#### DIRECTIONS:
Put each line of the records below into a JSON list of strings, one string per line, skipping blank lines. Leave the pictures out of the answer.

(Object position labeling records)
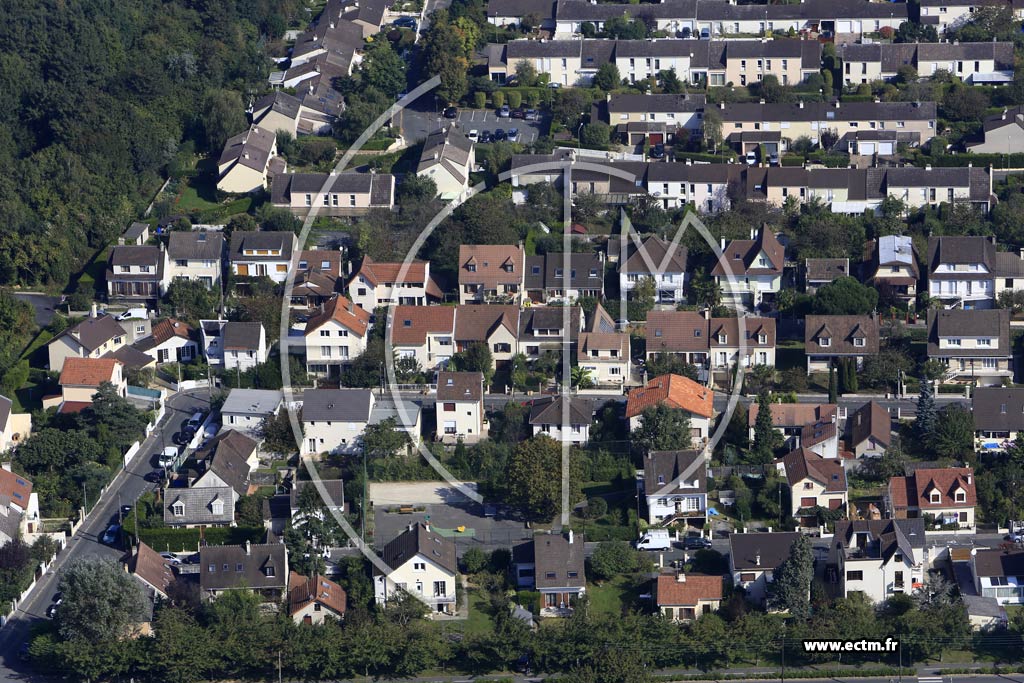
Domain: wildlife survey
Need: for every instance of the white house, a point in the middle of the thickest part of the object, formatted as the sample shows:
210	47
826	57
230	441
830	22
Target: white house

#### ANSWER TO THE TASK:
[
  "Domain: wildlife survey",
  "Need: for every instance of the white house, a point in the middle of the thickest part of the object, formatted as the sample shows:",
  "210\t47",
  "826\t57",
  "230\t441",
  "830\t22",
  "Target: white house"
]